_WORKING DATA_.
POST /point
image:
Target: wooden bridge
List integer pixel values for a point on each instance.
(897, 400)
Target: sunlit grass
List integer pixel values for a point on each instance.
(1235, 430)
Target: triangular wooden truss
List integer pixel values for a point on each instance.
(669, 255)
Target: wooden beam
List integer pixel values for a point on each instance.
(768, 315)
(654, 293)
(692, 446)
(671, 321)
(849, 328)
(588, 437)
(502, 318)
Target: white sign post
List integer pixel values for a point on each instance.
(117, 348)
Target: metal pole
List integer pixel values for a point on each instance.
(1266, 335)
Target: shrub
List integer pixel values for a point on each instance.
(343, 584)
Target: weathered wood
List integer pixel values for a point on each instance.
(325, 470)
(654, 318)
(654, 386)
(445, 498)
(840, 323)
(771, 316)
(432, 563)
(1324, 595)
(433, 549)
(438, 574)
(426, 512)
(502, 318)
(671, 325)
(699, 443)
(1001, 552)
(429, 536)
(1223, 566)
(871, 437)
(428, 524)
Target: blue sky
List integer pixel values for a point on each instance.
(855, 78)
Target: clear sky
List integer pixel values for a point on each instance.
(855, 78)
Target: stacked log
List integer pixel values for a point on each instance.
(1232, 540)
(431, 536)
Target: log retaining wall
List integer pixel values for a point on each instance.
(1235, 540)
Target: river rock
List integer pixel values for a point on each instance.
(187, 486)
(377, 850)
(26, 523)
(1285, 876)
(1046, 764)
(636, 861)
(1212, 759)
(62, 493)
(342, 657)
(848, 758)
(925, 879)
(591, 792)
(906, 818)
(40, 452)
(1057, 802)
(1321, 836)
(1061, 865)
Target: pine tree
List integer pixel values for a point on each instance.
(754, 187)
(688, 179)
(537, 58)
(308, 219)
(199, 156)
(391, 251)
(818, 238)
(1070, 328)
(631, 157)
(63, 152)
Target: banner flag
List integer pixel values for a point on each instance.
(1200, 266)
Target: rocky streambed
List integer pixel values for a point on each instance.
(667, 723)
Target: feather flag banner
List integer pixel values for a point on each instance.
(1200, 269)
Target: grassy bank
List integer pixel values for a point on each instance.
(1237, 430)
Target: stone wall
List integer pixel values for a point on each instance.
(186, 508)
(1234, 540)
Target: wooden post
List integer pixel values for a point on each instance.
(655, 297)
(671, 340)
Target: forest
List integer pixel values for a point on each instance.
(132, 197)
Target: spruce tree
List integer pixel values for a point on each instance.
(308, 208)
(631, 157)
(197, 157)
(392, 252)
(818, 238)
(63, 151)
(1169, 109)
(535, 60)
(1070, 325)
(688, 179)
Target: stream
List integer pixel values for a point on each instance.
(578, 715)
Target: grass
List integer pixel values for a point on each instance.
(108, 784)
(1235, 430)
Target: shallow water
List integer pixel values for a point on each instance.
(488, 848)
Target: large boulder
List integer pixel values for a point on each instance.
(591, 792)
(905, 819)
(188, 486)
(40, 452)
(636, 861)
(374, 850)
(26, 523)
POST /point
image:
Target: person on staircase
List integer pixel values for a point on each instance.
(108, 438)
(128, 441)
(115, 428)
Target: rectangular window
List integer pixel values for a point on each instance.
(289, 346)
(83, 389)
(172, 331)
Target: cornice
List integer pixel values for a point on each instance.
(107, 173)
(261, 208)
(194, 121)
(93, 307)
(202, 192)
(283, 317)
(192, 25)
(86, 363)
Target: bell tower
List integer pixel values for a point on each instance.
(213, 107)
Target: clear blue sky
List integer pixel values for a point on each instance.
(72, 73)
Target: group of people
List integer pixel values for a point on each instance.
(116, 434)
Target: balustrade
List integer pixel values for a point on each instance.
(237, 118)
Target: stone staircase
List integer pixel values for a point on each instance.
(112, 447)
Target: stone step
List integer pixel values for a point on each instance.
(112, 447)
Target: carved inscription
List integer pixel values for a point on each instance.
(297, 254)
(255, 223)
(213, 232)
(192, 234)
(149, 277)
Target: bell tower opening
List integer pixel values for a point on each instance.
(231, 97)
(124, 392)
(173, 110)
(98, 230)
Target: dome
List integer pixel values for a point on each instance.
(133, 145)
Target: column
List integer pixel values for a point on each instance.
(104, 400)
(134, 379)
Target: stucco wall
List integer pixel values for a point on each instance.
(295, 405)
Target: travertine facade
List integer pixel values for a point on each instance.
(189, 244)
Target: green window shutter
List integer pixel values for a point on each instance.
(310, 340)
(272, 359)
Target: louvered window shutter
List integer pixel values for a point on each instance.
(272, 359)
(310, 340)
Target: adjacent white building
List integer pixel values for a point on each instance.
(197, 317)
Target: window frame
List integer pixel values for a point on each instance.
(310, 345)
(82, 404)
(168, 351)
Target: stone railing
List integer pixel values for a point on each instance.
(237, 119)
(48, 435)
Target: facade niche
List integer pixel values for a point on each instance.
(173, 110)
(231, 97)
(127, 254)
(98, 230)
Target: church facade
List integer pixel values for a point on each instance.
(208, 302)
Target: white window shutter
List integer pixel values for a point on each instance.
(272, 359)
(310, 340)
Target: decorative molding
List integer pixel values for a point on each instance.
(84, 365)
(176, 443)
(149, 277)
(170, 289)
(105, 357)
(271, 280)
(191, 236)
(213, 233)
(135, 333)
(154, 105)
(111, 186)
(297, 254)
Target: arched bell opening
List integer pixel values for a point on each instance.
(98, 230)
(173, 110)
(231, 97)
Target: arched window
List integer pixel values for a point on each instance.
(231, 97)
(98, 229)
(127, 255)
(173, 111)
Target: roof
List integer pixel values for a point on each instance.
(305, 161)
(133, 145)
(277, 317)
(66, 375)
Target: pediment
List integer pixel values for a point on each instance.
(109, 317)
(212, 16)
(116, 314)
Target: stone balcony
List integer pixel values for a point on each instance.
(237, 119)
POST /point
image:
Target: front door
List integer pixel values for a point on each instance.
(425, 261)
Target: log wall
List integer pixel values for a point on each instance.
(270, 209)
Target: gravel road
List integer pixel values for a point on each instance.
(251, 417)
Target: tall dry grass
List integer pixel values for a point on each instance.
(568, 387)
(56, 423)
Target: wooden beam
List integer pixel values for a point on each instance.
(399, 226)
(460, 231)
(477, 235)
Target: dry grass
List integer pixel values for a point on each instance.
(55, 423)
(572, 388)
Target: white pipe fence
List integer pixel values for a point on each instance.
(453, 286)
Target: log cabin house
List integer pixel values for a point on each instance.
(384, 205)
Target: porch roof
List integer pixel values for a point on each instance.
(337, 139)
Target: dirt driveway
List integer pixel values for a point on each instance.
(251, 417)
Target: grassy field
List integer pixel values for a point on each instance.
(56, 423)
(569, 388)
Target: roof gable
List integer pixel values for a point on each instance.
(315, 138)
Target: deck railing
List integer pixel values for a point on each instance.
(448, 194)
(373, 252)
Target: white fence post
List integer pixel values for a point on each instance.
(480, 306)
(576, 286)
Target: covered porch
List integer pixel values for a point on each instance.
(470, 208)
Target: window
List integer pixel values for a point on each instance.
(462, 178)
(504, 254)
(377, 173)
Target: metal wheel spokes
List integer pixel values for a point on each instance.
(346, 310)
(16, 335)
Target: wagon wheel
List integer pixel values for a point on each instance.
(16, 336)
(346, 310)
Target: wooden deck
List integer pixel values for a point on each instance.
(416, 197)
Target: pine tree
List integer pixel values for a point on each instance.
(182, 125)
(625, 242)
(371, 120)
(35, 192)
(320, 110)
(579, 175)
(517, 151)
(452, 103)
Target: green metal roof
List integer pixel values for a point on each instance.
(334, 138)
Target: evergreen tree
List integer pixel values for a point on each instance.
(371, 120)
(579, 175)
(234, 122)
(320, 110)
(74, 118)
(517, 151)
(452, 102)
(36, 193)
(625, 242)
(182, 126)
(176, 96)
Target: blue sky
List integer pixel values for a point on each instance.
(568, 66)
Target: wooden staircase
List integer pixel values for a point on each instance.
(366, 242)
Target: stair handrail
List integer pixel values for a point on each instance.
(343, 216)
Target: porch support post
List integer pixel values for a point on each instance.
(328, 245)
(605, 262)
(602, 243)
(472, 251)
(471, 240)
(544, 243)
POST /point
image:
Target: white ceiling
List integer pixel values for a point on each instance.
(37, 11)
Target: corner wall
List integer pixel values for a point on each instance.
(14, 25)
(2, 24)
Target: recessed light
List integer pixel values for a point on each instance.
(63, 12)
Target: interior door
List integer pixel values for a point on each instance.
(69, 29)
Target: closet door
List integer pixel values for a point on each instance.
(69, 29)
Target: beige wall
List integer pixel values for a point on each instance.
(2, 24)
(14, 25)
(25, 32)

_GIVEN TASK_. Print exactly the lines above, starting at the line that contains "Target: roof gable" and ending with the last line of the records, both included.

_TASK RESPONSE_.
Target: roof gable
List integer pixel values for a point on each instance.
(315, 138)
Target: deck railing
List integer pixel values for a point on each instance.
(448, 194)
(373, 252)
Target: white fence post
List integer pixel values for a point on each instance.
(480, 306)
(576, 286)
Target: covered porch
List integer pixel values for a point on each instance.
(470, 208)
Target: window
List integer pixel values for a point on each instance.
(462, 178)
(504, 254)
(377, 173)
Target: metal wheel spokes
List integer pixel values for a point on each instance.
(346, 310)
(16, 335)
Target: wagon wheel
List integer pixel values for a point on each instance.
(16, 336)
(346, 310)
Target: wooden deck
List integer pixel values for a point on each instance.
(416, 197)
Target: pine tree
List integer pixel values for a point on each instance.
(182, 125)
(625, 242)
(371, 120)
(35, 192)
(320, 110)
(579, 175)
(517, 151)
(452, 103)
Target: green metal roof
List integer pixel values for a point on each instance.
(334, 138)
Target: evergreen tree
List integer pixel values for a point on each instance.
(371, 120)
(579, 175)
(234, 122)
(320, 110)
(74, 118)
(517, 151)
(452, 102)
(36, 193)
(625, 242)
(182, 126)
(176, 96)
Target: blue sky
List integer pixel values for a point on each instance.
(568, 66)
Target: wooden staircase
List integer pixel values for a point on each instance.
(366, 242)
Target: stair handrail
List integer pixel values for a point on each instance.
(343, 216)
Target: porch support post
List integer pixel values for a point on each instance.
(328, 245)
(605, 262)
(602, 243)
(472, 251)
(471, 240)
(544, 243)
POST /point
image:
Target: white ceiling
List integer pixel values for a point on each instance.
(37, 11)
Target: corner wall
List integer pixel values for a point on each instance.
(14, 25)
(2, 24)
Target: recessed light
List integer pixel values for a point on each instance.
(63, 12)
Target: interior door
List integer pixel values for a point on each instance.
(69, 29)
Target: closet door
List integer pixel values for a point on each instance.
(69, 29)
Target: beige wall
List integer pixel values for a point on each instance.
(2, 24)
(14, 25)
(25, 32)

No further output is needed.